DIRECTIVE: Collect and copy every line of the records below that contains the string "tree". Letter case counts.

PROVIDED ENTRIES:
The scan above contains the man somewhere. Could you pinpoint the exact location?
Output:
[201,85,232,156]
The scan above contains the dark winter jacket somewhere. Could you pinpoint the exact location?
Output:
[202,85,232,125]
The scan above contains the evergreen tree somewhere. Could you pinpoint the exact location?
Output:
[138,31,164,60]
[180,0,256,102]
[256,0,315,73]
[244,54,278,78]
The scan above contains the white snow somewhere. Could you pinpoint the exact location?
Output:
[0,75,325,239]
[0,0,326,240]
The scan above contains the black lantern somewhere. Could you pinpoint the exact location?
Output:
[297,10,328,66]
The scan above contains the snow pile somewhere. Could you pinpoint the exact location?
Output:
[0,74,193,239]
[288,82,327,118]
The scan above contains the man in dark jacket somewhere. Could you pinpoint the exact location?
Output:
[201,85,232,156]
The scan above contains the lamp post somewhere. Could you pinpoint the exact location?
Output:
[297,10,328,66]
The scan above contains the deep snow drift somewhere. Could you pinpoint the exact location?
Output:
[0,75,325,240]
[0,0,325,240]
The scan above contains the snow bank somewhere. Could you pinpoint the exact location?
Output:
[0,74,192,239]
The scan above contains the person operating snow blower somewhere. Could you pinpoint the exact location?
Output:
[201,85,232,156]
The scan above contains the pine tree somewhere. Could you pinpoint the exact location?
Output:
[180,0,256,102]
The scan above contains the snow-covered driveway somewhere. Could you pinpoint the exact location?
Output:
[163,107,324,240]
* * *
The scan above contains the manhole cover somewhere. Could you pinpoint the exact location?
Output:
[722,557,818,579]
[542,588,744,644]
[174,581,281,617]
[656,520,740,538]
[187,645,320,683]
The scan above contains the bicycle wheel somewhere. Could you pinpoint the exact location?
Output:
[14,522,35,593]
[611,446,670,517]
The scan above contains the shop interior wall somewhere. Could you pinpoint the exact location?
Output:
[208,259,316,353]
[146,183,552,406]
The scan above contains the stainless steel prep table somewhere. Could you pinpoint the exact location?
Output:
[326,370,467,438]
...
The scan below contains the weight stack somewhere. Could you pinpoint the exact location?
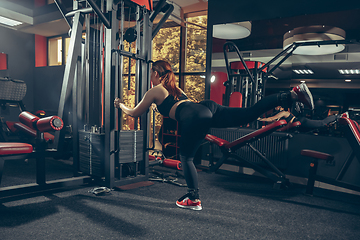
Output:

ANSWER:
The scan above contains the evergreen tree somewhere. Could you pinpoint the exact location?
The scan above contains the pine tree somewhere. Could you pinpoint the exact location?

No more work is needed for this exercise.